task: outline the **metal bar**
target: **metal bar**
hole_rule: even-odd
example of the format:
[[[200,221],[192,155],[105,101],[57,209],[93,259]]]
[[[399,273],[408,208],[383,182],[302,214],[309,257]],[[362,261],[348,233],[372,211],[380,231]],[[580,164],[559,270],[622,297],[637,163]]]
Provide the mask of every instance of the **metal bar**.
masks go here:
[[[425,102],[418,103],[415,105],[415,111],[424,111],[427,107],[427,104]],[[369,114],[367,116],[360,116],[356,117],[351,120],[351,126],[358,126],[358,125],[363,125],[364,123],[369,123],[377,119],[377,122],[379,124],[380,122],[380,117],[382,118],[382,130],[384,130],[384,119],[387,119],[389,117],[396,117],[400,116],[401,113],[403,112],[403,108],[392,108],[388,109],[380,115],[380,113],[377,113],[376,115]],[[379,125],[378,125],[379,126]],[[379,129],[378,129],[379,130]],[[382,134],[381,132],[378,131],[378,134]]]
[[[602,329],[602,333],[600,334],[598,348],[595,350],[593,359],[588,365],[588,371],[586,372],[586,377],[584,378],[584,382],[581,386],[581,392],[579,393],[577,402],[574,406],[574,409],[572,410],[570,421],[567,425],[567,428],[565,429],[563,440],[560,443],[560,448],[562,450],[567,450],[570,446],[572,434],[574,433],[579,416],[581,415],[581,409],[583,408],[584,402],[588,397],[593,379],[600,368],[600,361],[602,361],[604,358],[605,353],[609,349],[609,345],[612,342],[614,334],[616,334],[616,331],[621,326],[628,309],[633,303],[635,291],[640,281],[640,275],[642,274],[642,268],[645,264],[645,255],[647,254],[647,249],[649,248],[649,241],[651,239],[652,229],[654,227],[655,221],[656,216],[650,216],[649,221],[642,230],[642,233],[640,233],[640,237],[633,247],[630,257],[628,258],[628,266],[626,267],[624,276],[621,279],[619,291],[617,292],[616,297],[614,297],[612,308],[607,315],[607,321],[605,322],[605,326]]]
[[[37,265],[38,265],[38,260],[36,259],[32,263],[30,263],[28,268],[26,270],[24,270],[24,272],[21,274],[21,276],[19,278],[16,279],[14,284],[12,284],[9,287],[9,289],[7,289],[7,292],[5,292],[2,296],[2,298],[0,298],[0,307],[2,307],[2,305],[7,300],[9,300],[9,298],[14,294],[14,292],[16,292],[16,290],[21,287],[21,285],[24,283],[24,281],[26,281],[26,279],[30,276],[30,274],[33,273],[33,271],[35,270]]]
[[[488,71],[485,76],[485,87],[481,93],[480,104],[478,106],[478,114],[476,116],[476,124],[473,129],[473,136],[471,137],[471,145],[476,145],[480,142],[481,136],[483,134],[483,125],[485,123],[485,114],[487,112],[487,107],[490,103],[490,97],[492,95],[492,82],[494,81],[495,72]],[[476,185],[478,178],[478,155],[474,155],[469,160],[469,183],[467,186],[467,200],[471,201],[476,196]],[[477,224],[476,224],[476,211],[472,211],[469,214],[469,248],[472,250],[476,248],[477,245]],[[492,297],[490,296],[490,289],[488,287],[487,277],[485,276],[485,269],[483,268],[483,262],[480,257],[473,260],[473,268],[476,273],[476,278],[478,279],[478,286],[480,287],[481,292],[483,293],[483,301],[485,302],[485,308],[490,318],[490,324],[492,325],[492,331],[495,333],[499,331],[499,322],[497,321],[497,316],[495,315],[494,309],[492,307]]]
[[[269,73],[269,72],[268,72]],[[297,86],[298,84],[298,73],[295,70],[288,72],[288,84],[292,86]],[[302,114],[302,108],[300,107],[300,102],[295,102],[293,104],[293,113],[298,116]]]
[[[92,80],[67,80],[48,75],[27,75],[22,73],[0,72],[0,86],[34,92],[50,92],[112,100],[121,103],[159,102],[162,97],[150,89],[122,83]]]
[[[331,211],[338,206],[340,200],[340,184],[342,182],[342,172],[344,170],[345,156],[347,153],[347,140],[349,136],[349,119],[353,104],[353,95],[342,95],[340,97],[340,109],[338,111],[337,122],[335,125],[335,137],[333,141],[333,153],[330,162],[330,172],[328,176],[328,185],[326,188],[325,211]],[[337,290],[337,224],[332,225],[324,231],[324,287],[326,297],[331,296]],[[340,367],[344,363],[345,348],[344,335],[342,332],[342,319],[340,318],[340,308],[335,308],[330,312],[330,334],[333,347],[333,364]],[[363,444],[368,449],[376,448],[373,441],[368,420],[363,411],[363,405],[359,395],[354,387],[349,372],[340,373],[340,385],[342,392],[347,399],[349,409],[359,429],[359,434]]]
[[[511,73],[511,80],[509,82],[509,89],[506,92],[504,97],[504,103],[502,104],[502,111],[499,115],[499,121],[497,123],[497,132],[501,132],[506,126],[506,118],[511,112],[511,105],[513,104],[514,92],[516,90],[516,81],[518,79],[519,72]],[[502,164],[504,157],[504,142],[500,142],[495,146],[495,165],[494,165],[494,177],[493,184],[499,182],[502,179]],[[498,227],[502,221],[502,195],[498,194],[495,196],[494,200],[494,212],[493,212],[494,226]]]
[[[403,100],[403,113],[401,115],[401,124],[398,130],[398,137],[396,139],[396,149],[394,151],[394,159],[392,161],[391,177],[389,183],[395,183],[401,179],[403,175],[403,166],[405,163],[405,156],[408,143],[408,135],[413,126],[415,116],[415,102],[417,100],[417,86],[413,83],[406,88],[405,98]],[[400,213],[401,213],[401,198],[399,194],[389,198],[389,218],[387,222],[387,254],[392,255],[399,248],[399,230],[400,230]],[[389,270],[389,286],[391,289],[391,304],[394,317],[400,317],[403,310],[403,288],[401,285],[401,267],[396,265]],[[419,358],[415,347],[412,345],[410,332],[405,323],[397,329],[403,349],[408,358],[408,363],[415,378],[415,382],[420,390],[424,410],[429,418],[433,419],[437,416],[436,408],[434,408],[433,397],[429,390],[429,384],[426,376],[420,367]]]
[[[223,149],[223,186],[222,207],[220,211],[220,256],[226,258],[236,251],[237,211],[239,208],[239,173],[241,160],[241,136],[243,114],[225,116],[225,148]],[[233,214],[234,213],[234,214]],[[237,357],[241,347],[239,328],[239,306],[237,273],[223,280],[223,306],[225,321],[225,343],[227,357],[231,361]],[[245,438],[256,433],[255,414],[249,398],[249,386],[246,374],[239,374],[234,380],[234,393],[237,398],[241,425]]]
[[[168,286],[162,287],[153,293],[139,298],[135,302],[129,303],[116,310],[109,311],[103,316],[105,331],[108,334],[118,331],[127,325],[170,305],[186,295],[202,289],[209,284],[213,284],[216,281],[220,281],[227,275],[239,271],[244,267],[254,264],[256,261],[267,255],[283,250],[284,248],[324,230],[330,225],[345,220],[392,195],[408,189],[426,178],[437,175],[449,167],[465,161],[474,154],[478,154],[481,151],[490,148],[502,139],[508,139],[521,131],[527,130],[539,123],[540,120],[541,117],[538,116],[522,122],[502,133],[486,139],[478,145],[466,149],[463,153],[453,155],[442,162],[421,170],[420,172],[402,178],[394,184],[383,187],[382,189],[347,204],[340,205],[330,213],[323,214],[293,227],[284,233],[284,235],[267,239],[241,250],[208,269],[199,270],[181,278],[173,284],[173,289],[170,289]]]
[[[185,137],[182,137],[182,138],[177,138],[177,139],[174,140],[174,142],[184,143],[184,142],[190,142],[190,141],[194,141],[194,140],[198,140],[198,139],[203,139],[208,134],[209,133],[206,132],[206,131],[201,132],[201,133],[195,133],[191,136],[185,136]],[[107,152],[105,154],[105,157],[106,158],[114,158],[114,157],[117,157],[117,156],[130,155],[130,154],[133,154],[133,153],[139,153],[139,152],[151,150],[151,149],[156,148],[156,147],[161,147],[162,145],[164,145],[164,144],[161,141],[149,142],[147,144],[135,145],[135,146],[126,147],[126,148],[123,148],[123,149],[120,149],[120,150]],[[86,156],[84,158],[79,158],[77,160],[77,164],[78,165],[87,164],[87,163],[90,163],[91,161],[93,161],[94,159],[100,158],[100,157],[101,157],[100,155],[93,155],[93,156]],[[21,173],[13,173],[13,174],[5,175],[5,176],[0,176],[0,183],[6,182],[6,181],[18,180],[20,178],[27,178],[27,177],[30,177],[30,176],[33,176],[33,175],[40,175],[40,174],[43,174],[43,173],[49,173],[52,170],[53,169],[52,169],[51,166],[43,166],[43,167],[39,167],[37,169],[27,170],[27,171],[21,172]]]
****************************************
# Work to be completed:
The entries above hold the needed span. Transcribe exactly the lines from the one with "example of the" to the one with "Provide the mask", both included.

# Response area:
example of the format:
[[[200,221],[192,155],[105,101],[57,209],[93,259]]]
[[[399,273],[408,208],[383,182],[302,214],[309,257]],[[362,261],[348,233],[372,211],[380,231]],[[580,164],[559,270],[622,297],[637,163]]]
Provide the mask of every instance of the **metal bar**.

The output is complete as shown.